How I Connect My Generator to the House

Original Article


We had yet another power outage today. I waited about 20 minutes to see if it would come back on, then started the generator. That seemed like a good opportunity to do a short video and writeup about how I connect the genny to the wiring in my home, so here it is.
Note that I said how I do it, not how you should do it. This information is presented for its entertainment value and should not be construed as practical advice. This can be dangerous and may even be illegal where you live.
With that out of the way, here are the particulars:
The generator is the same Changfa I have featured in some other videos. I have had the basic generator for years, but the original Changchai S1100 needs an overhaul (after which it will probably become a boat motor) so I replaced it with a Changfa S195 engine that I bought new for that purpose in 2007, and have only recently gotten around to installing. Both engines are of the same design, and as far as I have been able to determine, all of these engines use the same stroke of 115mm. The bore or piston diameter is what varies, and the "1" refers to number of cylinders. Thus, S195 is a single cylinder with 95mm bore and 115mm stroke for 815cc; S1100 is a single cylinder with 110mm bore and 115mm stroke, and S1115 is a single with 115mm bore and 115mm stroke. They all make maximum power at around 2000-2200 RPM, and most generator applications (this one included) direct-drive a 4-pole generator head at 1800 RPM for 60 cycles. This is a good RPM at which to operate these engines. 1500 RPM works well too, and is the proper speed to turn a 4-pole generator to produce 50 cycles for our British cousins.

□ □ □

- **Stated goal**
Would you print the part of the generator article starting at "Original Article" and ending at "here it is.", word for word?

Collection entries:
□ □ □

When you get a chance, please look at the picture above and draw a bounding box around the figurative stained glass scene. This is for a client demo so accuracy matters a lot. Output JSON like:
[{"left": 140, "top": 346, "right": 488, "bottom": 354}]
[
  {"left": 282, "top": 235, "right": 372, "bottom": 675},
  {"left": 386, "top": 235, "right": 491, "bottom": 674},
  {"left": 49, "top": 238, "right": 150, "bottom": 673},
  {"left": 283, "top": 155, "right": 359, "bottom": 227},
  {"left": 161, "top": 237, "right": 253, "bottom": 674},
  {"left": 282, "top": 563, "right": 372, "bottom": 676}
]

□ □ □

- **Answer**
Original Article


We had yet another power outage today. I waited about 20 minutes to see if it would come back on, then started the generator. That seemed like a good opportunity to do a short video and writeup about how I connect the genny to the wiring in my home, so here it is.